_DIRECTIONS FOR THIS TASK_
Give back the entire listing verbatim.

_RECORDS FOR THE EXERCISE_
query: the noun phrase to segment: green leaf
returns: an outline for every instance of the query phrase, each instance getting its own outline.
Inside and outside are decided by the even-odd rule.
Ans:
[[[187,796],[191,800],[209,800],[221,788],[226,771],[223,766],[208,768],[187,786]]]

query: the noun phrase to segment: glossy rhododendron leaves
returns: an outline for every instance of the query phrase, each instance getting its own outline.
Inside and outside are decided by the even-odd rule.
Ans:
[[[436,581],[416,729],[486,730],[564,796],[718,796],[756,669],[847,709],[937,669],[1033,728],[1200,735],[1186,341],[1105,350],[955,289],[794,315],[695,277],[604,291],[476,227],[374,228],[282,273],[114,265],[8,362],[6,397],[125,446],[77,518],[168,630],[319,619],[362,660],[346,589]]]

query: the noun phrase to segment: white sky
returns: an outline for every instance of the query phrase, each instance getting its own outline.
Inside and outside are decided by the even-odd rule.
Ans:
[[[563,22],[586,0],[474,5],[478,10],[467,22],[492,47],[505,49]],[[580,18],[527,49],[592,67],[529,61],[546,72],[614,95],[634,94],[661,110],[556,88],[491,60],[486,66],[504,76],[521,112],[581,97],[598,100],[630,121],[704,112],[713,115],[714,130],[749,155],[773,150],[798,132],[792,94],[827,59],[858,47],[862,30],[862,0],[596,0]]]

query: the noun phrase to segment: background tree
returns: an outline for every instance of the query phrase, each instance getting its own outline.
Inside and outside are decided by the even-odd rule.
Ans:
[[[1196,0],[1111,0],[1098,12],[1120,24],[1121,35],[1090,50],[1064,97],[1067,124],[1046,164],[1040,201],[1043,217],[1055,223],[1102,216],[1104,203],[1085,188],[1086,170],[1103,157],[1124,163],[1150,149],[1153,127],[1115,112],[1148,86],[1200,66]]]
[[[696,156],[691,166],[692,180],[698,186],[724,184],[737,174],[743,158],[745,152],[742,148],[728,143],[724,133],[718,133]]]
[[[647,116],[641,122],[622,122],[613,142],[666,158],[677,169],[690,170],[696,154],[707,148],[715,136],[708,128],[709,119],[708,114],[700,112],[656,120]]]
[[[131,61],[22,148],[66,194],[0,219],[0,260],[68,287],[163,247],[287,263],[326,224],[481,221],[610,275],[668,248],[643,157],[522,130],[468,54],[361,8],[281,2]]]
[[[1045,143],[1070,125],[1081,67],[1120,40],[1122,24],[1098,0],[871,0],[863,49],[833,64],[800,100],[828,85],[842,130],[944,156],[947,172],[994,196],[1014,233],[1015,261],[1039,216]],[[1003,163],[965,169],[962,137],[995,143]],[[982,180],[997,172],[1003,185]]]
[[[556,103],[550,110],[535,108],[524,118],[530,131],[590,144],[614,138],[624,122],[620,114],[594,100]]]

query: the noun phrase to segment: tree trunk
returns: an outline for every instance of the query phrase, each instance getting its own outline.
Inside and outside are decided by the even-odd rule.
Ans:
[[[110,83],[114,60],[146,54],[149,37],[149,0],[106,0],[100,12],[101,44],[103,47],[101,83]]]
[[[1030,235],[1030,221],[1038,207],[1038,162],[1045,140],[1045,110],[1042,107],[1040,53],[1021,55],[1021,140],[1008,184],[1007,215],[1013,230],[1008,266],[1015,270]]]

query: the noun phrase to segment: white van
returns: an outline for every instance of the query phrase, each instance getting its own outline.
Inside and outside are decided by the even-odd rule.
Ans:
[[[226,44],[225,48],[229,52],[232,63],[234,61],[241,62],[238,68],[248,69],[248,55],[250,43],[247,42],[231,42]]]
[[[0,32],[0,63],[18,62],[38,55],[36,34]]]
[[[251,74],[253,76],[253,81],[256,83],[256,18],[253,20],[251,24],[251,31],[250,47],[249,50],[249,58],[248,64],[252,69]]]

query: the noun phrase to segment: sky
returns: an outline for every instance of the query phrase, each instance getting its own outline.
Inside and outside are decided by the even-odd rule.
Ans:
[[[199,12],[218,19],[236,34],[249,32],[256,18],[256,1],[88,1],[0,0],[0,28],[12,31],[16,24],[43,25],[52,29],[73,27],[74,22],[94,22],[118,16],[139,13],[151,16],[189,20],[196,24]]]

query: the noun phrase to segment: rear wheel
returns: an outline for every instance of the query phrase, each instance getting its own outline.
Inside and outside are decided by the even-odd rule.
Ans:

_FULL ANSWER_
query: the noun phrase to segment: green leaf
returns: an outline for every instance of the query phrase, each instance getting its own outline.
Inside and outside are decided by the even-odd rule.
Ans:
[[[187,796],[191,800],[209,800],[221,788],[226,771],[223,766],[208,768],[187,786]]]

query: the noun phrase to segment: glossy rhododendron leaves
returns: an outline for every instance of the query phrase, each instance getting its own outline.
Inside and outside are decided by the even-odd rule.
Ans:
[[[436,581],[416,729],[486,730],[564,796],[718,796],[756,669],[847,709],[937,669],[1033,728],[1200,735],[1186,341],[1105,350],[955,289],[794,315],[695,277],[604,291],[476,227],[374,228],[282,273],[114,265],[8,362],[6,397],[125,446],[77,518],[168,630],[319,619],[362,660],[346,589]]]

query: the noun phrase to segment: white sky
returns: an outline for every instance of the query phrase, each instance getting its own outline.
Inside and outside are decided by the even-odd rule.
Ans:
[[[563,22],[586,0],[474,5],[478,10],[467,22],[492,47],[505,49]],[[580,18],[527,49],[592,67],[529,61],[546,72],[614,95],[634,94],[661,110],[556,88],[491,60],[486,66],[504,76],[521,112],[581,97],[598,100],[630,121],[704,112],[713,115],[714,130],[749,155],[773,150],[798,132],[792,94],[827,59],[858,47],[862,30],[862,0],[596,0]]]

query: the noun phrase to segment: background tree
returns: an outline for every instance of the query phrase, each instance getting its own outline.
Inside and outside are decided by the even-odd rule.
Ans:
[[[1196,0],[1111,0],[1098,12],[1120,24],[1121,35],[1090,50],[1064,97],[1067,124],[1046,164],[1040,201],[1043,217],[1055,223],[1102,216],[1104,203],[1085,188],[1086,170],[1103,157],[1124,163],[1150,149],[1153,127],[1115,112],[1148,86],[1200,66]]]
[[[696,156],[691,166],[692,180],[698,186],[724,184],[737,174],[743,158],[745,152],[742,148],[728,143],[724,133],[718,133]]]
[[[647,116],[641,122],[622,122],[613,142],[666,158],[677,169],[690,170],[696,154],[707,148],[715,136],[708,128],[709,119],[708,114],[700,112],[656,120]]]
[[[131,61],[22,148],[66,194],[0,219],[0,260],[68,287],[163,247],[287,263],[326,224],[481,221],[610,275],[668,248],[643,157],[522,130],[468,54],[361,8],[281,2]]]
[[[1045,143],[1070,125],[1081,67],[1120,40],[1122,24],[1098,0],[871,0],[863,49],[833,64],[800,100],[828,85],[842,130],[944,156],[947,172],[994,196],[1014,233],[1015,261],[1039,216]],[[1003,163],[965,169],[962,137],[995,143]],[[982,180],[997,172],[1003,185]]]
[[[556,103],[550,110],[535,108],[524,118],[530,131],[590,144],[614,138],[624,122],[620,114],[594,100]]]

query: the noun phrase to segment: tree trunk
returns: an outline for every instance of the query phrase, each instance getting its own outline.
Inside and outside are decided by the even-odd rule.
Ans:
[[[110,83],[114,60],[146,54],[149,37],[149,0],[106,0],[100,12],[101,44],[103,47],[101,83]]]
[[[1030,235],[1030,221],[1038,207],[1038,162],[1045,140],[1045,110],[1042,107],[1040,53],[1021,55],[1021,140],[1008,184],[1007,215],[1013,230],[1008,266],[1015,270]]]

query: the noun phrase to segment: white van
returns: an outline for every instance of the query phrase, each instance getting its own outline.
Inside and outside are decided by the even-odd rule.
Ans:
[[[226,44],[225,48],[229,52],[232,63],[234,61],[241,62],[238,68],[248,69],[248,55],[250,43],[247,42],[231,42]]]
[[[0,32],[0,63],[18,62],[38,55],[36,34]]]
[[[251,74],[253,76],[253,81],[256,83],[256,18],[253,20],[251,24],[251,31],[250,47],[249,50],[249,58],[248,64],[252,69]]]

query: the noun phrase to segment: sky
returns: an outline for every instance of the query phrase, each instance getting its own outline.
Inside and outside are decided by the even-odd rule.
Ans:
[[[199,12],[218,19],[236,34],[249,32],[256,18],[256,1],[88,1],[0,0],[0,28],[12,31],[16,24],[43,25],[52,29],[73,27],[74,22],[94,22],[118,16],[139,13],[151,16],[189,20],[196,24]]]

query: the noun phrase to segment: rear wheel
returns: an outline for every instance of the query phrase, each instance getting its own outline.
Inside and outside are decided by the even-odd rule.
Ans:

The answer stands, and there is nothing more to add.